Discussion about the assassination attempt, in which a gunman opened fire at a Trump campaign rally in Pennsylvania on Saturday night, dominated Chinese social media in the hours following the attack.

Related hashtags have garnered hundreds of millions of views on China’s X-like social media platform Weibo, where Trump – who as president has amplified US-China tensions – has for years been a frequent subject of discussion, fascination and often ridicule. .

Some social media users were quick to praise the former president and presumptive Republican presidential nominee as “lucky” not to have suffered more serious injuries and praised Trump’s “quick reflexes,” while many others joked about how the situation would increase electoral popularity.

As shots rang out during his speech at the rally, the former president ducked and was covered by Secret Service agents. He then raised his fist in a defiant pose, with blood visible on his face before agents removed him from the stage – a gesture captured in an image shared widely around the world and in China.

○ ○ ○ ○ ○ ○ ○

**Aim 1**.
Find every line in the rows below that contains the string "block", matching case exactly, and copy each of those lines.

[Records of labeled points]
○ ○ ○ ○ ○ ○ ○

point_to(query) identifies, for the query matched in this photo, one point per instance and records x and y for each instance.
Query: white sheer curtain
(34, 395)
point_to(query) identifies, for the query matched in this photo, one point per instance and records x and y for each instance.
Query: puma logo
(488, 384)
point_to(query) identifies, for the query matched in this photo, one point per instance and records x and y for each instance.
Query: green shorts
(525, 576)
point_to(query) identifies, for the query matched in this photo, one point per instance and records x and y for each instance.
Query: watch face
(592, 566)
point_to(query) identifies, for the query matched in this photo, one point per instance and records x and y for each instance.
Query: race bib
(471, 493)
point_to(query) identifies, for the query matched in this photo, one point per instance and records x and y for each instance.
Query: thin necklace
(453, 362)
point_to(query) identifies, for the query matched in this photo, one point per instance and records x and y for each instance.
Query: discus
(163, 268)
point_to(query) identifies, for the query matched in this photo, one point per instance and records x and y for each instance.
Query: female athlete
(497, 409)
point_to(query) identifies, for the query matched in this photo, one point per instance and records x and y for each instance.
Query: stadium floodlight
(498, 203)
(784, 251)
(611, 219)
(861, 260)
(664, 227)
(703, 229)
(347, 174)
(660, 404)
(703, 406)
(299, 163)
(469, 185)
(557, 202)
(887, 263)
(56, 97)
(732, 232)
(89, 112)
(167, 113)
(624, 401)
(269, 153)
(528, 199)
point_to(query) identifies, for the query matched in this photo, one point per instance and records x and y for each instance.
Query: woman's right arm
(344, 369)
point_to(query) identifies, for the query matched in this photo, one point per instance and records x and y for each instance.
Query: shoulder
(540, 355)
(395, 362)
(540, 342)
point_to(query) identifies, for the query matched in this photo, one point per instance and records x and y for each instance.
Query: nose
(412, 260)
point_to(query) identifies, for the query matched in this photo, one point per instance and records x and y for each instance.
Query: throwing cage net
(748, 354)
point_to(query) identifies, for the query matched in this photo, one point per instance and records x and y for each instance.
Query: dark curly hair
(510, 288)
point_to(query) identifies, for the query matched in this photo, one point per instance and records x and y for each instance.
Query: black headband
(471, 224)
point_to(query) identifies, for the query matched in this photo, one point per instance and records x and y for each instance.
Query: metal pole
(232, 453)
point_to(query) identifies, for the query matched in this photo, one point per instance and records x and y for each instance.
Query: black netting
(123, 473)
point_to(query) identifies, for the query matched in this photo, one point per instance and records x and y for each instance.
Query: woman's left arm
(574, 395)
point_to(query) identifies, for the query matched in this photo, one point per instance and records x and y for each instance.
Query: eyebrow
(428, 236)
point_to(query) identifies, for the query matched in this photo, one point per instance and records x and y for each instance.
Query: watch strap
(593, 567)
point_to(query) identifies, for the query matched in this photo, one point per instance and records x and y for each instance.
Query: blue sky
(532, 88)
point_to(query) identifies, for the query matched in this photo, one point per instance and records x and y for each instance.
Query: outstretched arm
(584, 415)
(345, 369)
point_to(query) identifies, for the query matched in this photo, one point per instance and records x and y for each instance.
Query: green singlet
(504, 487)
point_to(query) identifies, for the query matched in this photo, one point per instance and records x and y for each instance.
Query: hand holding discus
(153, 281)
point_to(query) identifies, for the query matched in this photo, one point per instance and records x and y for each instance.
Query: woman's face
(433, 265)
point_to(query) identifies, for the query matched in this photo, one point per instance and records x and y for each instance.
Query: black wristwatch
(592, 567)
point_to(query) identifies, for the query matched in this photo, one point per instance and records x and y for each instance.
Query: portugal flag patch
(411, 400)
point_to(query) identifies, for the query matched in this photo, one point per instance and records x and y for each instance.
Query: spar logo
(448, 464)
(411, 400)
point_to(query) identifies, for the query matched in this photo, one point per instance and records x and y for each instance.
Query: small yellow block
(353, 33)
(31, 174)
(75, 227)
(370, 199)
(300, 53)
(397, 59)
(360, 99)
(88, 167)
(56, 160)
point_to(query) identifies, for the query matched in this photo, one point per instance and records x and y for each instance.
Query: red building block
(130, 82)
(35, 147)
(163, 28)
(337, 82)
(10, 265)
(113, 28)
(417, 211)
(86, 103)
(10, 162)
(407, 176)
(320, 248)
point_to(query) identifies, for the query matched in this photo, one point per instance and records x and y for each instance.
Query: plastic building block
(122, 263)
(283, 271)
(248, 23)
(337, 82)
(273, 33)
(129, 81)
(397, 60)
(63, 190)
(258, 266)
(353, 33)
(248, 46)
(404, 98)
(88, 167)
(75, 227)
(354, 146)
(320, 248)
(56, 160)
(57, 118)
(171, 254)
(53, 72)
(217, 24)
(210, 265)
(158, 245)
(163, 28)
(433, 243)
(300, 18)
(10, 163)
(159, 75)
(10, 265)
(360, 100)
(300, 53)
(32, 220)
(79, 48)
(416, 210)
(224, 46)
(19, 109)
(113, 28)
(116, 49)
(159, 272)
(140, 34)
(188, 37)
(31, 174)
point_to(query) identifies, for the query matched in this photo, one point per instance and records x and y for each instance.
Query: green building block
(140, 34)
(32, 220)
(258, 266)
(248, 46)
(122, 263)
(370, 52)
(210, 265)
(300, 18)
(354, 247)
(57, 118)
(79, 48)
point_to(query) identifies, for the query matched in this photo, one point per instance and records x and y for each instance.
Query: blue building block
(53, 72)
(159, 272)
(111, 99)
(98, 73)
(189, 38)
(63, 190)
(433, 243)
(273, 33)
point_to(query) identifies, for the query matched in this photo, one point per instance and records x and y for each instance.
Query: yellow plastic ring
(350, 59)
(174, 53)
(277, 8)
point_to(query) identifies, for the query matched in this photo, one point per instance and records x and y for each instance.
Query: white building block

○ ○ ○ ○ ○ ○ ○

**Aim 2**.
Reproduce the full passage above about the Chinese social media reaction to the shooting at the Trump rally, word for word.

**Exercise result 1**.
Query: small yellow block
Query: red building block
Query: plastic building block
Query: green building block
Query: blue building block
Query: white building block

**Exercise result 2**.
Discussion about the assassination attempt, in which a gunman opened fire at a Trump campaign rally in Pennsylvania on Saturday night, dominated Chinese social media in the hours following the attack.

Related hashtags have garnered hundreds of millions of views on China’s X-like social media platform Weibo, where Trump – who as president has amplified US-China tensions – has for years been a frequent subject of discussion, fascination and often ridicule. .

Some social media users were quick to praise the former president and presumptive Republican presidential nominee as “lucky” not to have suffered more serious injuries and praised Trump’s “quick reflexes,” while many others joked about how the situation would increase electoral popularity.

As shots rang out during his speech at the rally, the former president ducked and was covered by Secret Service agents. He then raised his fist in a defiant pose, with blood visible on his face before agents removed him from the stage – a gesture captured in an image shared widely around the world and in China.